▼▼▼

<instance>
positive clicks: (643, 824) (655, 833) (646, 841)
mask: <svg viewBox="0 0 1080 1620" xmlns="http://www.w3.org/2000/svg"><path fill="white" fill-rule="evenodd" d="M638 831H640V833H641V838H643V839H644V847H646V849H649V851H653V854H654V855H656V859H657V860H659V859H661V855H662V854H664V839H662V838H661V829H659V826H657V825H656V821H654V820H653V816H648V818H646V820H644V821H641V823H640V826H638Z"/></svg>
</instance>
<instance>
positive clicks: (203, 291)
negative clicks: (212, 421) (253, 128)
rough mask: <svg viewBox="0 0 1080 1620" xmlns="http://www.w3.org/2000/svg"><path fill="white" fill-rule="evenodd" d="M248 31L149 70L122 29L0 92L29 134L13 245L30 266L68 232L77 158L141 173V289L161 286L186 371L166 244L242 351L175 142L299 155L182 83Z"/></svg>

▲▲▲

A complete, exact copy of the entries is required.

<instance>
positive clicks: (643, 824) (655, 833) (646, 841)
mask: <svg viewBox="0 0 1080 1620" xmlns="http://www.w3.org/2000/svg"><path fill="white" fill-rule="evenodd" d="M638 831H640V833H641V838H643V839H644V847H646V849H649V851H653V854H654V855H656V859H657V860H659V859H661V855H662V854H664V839H662V838H661V829H659V826H657V825H656V821H654V820H653V816H648V818H646V820H644V821H641V823H640V826H638Z"/></svg>
</instance>
<instance>
positive clicks: (203, 291)
negative clicks: (212, 421) (253, 128)
rough mask: <svg viewBox="0 0 1080 1620" xmlns="http://www.w3.org/2000/svg"><path fill="white" fill-rule="evenodd" d="M248 31L149 70L122 29L0 92L29 134L13 245L30 266L68 232L77 158L141 173V289L161 286L186 371L166 244L242 351L175 142L299 155L182 83Z"/></svg>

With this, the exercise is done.